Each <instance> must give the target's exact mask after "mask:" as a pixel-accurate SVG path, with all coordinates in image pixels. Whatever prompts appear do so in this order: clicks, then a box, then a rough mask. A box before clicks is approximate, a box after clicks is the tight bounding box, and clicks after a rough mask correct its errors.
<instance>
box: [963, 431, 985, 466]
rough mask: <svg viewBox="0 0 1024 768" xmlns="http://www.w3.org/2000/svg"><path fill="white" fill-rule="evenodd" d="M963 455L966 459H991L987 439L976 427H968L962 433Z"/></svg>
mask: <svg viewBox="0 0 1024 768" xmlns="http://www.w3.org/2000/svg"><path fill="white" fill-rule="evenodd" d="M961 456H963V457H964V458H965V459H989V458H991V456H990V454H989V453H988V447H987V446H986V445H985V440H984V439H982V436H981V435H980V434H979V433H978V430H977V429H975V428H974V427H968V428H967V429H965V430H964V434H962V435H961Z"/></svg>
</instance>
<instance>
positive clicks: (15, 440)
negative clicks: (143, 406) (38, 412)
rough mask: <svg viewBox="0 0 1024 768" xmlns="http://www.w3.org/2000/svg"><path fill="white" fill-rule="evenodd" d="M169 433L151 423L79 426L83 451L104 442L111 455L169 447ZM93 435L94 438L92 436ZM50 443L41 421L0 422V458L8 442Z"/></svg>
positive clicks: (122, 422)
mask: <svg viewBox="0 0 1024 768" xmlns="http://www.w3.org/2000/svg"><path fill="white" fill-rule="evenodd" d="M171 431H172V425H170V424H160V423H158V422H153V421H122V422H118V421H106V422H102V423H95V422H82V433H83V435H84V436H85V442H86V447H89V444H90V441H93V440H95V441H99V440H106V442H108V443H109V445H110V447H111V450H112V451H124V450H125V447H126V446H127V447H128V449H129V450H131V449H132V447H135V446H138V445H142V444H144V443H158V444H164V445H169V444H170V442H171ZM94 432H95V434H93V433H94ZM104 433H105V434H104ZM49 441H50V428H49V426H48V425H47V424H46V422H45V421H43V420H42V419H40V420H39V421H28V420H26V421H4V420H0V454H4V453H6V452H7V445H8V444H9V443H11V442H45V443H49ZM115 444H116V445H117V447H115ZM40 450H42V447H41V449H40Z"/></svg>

What to do:
Output every line of the records above as a JSON list of strings, one string per line, omitting blank lines.

Exercise output:
[
  "Each <instance> must give the target's exact mask after \"mask:\" as a pixel-accurate SVG path, with all coordinates in image pixels. Whatever prompts appear do so in this order: clicks, then a box, then a rough mask. A box before clicks is approximate, a box after clicks is the tight bounding box, and clicks after a rough mask correct its errors.",
  "<instance>",
  "box: [963, 431, 985, 466]",
  "rough mask: <svg viewBox=\"0 0 1024 768\" xmlns=\"http://www.w3.org/2000/svg\"><path fill=\"white\" fill-rule=\"evenodd\" d=\"M963 455L966 459H991L987 439L976 427H968L962 433Z\"/></svg>",
  "mask: <svg viewBox=\"0 0 1024 768\" xmlns=\"http://www.w3.org/2000/svg\"><path fill=\"white\" fill-rule=\"evenodd\" d=\"M961 456H963V457H964V458H965V459H989V458H991V456H990V454H989V453H988V447H987V446H986V445H985V440H984V439H982V436H981V435H980V434H979V433H978V430H977V429H975V428H974V427H968V428H967V429H965V430H964V434H962V435H961Z\"/></svg>",
  "</instance>",
  "<instance>",
  "positive clicks: (15, 440)",
  "negative clicks: (143, 406) (38, 412)",
  "rough mask: <svg viewBox=\"0 0 1024 768\" xmlns=\"http://www.w3.org/2000/svg\"><path fill=\"white\" fill-rule=\"evenodd\" d=\"M169 433L151 423L79 426L83 451L104 442L111 455L169 447ZM93 435L94 438L92 436ZM50 443L41 421L0 422V458L8 442Z\"/></svg>",
  "positive clicks: (122, 422)",
  "mask: <svg viewBox=\"0 0 1024 768\" xmlns=\"http://www.w3.org/2000/svg\"><path fill=\"white\" fill-rule=\"evenodd\" d=\"M171 431H172V425H170V424H160V423H158V422H153V421H122V422H118V421H106V422H102V423H95V422H82V433H83V435H84V436H85V442H86V447H89V444H90V441H93V440H95V441H99V440H106V442H108V443H109V445H110V447H111V450H112V451H124V450H125V447H126V446H127V447H128V449H129V450H131V449H132V447H135V446H138V445H142V444H144V443H158V444H164V445H169V444H170V442H171ZM94 432H95V434H93V433H94ZM104 433H105V434H104ZM49 441H50V428H49V426H48V425H47V424H46V422H45V421H43V420H42V419H40V420H39V421H28V420H26V421H4V420H0V454H4V453H6V452H7V445H8V444H9V443H11V442H45V443H49ZM115 444H116V445H117V447H115ZM40 450H42V447H41V449H40Z\"/></svg>"
]